• [PASSAGE TO READ]:

Battery Materials and Diagnostics Group

Our first goal is to develop novel materials and to improve existing materials for Li/Na-ion batteries. We apply different synthetic routes, such as sol-gel chemistry, mechano-synthesis, solid-state synthesis under various controlled atmospheres, and microwave synthesis to control the morphology and to obtain the most promising electrochemical performances of the investigated systems. We have also the capability of realizing thin film growth of solid electrolyte, cathode and anode materials for applications e.g. in micro-batteries or to be used as model electrodes. The thin films growth are performed in our UHV cluster connected to the XPS spectrometer and equipped with RF sputtering, e-gun evaporators under various gas atmosphere.

Our second goal is to elucidate the electrochemical reaction mechanisms by applying post mortem or operando measurements by combining a wide range of techniques in-house or at big facilities dedicated to surface and bulk characterization. We have developed electrochemical cells for liquid-based and all-solid-state batteries for operando X-ray diffraction, neutron diffraction, X-ray absorption spectroscopy (XAS in transmission, TEY and TFY modes), X-ray tomography, X-ray photoemission electron microscopy (XPEEM), X-ray photoemission spectroscopy (XPS) etc. Many of our activities are supported by our industrial partners.

• [SUPPLIED RECORDS]:
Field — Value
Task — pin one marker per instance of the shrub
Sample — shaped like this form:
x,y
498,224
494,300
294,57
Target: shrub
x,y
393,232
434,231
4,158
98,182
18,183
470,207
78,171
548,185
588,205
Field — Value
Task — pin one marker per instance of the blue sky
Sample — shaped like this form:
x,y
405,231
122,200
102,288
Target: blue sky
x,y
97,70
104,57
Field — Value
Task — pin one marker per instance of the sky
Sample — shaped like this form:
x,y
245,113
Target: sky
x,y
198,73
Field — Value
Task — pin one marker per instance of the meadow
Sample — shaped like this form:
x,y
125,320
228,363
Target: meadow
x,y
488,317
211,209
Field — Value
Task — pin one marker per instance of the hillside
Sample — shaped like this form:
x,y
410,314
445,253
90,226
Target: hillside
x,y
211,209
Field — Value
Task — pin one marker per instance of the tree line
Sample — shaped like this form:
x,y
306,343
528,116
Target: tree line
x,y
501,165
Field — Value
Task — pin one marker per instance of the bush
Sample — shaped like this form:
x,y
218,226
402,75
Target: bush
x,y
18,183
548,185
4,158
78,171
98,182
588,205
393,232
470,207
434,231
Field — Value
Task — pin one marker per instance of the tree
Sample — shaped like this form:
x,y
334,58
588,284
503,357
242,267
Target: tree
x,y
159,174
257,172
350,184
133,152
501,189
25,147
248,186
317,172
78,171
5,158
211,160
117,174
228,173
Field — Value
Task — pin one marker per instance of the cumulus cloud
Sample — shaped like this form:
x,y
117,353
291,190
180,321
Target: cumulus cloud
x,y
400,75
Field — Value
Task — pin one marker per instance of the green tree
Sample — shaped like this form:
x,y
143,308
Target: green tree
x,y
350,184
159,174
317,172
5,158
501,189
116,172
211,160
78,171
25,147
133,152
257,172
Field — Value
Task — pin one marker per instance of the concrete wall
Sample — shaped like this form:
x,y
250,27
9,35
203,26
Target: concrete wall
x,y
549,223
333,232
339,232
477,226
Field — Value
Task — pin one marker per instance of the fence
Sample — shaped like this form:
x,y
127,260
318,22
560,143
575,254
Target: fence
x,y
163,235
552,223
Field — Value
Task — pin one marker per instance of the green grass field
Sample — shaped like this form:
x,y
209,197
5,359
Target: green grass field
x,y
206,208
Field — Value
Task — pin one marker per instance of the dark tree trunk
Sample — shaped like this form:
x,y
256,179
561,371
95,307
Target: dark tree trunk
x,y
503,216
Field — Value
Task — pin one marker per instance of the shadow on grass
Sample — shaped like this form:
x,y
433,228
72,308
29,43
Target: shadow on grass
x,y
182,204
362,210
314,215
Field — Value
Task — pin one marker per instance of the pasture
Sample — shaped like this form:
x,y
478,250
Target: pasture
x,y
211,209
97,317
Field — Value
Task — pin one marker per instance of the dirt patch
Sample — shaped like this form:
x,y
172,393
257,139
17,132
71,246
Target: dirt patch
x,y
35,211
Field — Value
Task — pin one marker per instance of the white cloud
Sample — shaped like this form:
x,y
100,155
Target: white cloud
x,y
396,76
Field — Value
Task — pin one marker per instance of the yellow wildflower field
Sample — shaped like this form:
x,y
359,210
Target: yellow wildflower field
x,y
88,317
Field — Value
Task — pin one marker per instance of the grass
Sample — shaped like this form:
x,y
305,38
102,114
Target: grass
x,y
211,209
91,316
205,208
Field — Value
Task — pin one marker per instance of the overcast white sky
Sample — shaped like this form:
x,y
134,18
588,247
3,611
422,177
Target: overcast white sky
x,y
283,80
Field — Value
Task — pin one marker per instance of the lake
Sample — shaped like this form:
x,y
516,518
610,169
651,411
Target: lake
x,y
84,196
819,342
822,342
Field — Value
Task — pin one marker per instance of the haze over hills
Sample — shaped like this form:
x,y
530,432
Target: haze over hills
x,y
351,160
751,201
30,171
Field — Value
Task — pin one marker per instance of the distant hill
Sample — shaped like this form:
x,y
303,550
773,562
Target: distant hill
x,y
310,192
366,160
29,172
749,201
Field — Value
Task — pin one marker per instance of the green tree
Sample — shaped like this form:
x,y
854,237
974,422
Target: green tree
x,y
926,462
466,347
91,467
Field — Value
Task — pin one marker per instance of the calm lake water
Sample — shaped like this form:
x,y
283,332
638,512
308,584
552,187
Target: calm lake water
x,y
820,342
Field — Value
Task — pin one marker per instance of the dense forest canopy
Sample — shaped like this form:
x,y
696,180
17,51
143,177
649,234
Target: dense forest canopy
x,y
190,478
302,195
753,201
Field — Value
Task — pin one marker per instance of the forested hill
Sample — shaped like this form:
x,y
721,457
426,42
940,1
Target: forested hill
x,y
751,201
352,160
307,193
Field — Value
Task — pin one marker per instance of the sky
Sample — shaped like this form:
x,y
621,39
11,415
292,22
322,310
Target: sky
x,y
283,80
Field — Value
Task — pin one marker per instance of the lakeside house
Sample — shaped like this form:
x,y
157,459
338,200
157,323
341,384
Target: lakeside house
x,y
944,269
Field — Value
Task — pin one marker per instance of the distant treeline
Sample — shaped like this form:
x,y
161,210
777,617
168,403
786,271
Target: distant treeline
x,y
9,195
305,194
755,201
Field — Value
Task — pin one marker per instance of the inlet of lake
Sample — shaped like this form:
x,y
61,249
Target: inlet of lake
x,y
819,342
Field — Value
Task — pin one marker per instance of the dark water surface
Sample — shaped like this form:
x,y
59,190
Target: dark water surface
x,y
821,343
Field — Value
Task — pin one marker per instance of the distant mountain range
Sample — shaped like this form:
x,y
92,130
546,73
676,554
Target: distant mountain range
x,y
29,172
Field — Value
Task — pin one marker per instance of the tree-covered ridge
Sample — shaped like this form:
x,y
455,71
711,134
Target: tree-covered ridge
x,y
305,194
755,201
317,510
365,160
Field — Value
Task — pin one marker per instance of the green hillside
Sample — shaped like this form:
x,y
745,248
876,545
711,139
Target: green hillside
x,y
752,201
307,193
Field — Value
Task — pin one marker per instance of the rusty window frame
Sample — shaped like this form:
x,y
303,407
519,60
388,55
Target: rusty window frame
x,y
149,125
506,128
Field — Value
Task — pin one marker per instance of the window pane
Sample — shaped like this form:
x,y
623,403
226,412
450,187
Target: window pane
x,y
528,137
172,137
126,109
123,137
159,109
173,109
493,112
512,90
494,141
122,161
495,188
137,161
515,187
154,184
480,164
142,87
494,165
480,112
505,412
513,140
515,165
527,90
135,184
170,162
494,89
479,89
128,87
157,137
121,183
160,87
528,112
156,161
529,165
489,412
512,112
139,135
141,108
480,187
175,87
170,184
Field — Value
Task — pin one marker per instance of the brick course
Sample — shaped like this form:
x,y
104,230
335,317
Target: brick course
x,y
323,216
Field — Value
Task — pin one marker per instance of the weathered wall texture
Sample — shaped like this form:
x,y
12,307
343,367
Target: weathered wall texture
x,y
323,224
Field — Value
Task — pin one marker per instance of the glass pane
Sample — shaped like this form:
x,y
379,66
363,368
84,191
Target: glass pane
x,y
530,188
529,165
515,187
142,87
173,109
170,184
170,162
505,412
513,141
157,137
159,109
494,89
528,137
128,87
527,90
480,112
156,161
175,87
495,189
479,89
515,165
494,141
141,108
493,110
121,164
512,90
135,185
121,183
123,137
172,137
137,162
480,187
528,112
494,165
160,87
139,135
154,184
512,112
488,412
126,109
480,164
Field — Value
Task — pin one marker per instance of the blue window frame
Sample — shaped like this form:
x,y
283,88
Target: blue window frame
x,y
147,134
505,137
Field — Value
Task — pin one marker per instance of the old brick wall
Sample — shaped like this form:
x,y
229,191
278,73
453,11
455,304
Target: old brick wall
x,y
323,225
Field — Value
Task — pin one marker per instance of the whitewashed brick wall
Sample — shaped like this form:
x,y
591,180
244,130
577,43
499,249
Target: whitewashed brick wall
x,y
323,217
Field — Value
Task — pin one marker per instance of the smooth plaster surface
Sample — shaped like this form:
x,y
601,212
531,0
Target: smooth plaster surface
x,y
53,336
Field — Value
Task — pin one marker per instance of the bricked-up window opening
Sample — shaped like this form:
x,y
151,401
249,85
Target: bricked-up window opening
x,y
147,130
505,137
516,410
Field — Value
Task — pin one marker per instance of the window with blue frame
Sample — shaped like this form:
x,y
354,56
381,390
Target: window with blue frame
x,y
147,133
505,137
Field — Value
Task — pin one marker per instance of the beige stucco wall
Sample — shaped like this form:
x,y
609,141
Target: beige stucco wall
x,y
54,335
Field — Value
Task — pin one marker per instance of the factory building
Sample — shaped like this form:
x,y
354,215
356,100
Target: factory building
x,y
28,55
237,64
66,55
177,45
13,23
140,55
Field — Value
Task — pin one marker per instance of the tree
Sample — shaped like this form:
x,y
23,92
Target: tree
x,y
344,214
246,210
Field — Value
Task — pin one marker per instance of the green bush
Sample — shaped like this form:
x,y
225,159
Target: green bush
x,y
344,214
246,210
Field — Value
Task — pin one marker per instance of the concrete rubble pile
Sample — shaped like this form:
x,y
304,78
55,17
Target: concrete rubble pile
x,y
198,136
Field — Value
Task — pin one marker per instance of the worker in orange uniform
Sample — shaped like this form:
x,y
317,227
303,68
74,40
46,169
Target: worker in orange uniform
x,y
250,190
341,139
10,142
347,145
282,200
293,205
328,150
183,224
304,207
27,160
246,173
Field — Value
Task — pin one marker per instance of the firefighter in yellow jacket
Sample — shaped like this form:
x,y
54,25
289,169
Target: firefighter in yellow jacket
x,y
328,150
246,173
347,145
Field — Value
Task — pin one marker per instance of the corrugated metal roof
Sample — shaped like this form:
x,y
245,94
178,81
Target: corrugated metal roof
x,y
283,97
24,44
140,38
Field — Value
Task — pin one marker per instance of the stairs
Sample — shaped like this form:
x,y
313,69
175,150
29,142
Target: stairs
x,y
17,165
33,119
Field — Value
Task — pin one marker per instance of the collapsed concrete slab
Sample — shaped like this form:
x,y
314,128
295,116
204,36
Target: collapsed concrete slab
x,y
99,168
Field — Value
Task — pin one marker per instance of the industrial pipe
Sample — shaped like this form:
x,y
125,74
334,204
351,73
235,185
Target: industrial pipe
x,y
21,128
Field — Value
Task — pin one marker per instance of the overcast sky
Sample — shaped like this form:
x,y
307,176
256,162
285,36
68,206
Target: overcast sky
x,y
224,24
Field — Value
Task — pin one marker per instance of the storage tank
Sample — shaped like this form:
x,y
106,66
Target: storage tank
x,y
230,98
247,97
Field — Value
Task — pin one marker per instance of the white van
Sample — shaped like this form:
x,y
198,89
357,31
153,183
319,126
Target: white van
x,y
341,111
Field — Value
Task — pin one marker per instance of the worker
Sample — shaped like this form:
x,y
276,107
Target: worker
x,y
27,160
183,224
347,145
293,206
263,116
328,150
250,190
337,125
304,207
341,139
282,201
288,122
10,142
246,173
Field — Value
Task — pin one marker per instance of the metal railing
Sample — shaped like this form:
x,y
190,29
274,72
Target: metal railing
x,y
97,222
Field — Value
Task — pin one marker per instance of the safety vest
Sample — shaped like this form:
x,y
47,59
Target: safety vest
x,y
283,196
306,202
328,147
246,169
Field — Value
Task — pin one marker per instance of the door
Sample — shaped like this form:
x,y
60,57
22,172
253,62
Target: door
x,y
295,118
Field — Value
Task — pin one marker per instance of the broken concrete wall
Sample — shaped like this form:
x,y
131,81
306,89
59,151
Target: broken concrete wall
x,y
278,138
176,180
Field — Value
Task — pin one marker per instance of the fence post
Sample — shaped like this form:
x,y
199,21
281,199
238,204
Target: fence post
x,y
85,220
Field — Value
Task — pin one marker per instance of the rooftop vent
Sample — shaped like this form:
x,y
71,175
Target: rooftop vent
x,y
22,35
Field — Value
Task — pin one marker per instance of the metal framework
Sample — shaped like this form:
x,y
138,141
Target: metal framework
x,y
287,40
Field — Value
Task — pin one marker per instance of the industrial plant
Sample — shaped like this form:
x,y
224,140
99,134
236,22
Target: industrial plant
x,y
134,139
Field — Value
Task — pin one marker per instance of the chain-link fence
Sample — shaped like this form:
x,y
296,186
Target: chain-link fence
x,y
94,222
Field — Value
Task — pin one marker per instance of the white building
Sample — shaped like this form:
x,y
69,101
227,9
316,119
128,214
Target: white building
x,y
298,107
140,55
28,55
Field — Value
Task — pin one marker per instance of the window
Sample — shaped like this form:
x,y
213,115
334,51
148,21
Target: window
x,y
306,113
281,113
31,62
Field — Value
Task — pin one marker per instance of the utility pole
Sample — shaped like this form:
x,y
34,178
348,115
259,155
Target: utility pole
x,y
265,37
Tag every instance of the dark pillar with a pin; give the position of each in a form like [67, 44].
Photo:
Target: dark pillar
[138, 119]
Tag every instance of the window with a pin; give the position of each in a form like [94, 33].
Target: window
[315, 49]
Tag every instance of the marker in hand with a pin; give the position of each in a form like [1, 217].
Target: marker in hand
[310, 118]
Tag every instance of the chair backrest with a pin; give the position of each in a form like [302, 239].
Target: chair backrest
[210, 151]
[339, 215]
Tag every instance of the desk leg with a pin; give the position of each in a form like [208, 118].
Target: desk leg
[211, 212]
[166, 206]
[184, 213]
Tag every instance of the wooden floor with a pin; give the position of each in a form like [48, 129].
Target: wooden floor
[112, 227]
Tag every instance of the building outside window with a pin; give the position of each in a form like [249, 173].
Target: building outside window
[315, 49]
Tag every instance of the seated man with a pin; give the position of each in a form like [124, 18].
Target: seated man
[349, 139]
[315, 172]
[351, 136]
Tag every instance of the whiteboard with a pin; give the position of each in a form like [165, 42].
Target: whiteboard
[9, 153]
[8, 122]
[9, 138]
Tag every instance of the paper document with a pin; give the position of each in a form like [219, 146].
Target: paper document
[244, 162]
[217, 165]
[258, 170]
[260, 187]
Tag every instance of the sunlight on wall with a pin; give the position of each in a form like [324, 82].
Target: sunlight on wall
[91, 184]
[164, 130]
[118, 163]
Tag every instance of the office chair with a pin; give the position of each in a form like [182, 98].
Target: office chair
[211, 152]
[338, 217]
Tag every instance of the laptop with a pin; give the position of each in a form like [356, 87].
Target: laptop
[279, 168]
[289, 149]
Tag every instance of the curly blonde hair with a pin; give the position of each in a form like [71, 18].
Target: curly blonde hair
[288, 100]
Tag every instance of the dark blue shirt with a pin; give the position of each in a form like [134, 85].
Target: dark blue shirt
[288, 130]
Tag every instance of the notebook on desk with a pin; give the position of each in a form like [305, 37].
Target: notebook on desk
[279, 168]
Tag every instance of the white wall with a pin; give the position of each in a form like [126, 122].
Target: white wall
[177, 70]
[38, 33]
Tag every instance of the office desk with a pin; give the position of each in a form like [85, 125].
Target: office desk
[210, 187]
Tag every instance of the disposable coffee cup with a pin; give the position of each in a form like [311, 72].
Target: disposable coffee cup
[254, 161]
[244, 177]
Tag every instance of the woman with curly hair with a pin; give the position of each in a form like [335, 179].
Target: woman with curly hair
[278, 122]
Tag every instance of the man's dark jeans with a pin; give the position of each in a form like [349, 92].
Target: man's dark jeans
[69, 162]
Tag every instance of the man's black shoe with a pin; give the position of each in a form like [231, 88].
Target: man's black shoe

• [EXERCISE INSTRUCTIONS]: Can you repeat everything in the battery research group description from "Battery Materials and" down to "various gas atmosphere."?

• [TASK OUTPUT]:
Battery Materials and Diagnostics Group

Our first goal is to develop novel materials and to improve existing materials for Li/Na-ion batteries. We apply different synthetic routes, such as sol-gel chemistry, mechano-synthesis, solid-state synthesis under various controlled atmospheres, and microwave synthesis to control the morphology and to obtain the most promising electrochemical performances of the investigated systems. We have also the capability of realizing thin film growth of solid electrolyte, cathode and anode materials for applications e.g. in micro-batteries or to be used as model electrodes. The thin films growth are performed in our UHV cluster connected to the XPS spectrometer and equipped with RF sputtering, e-gun evaporators under various gas atmosphere.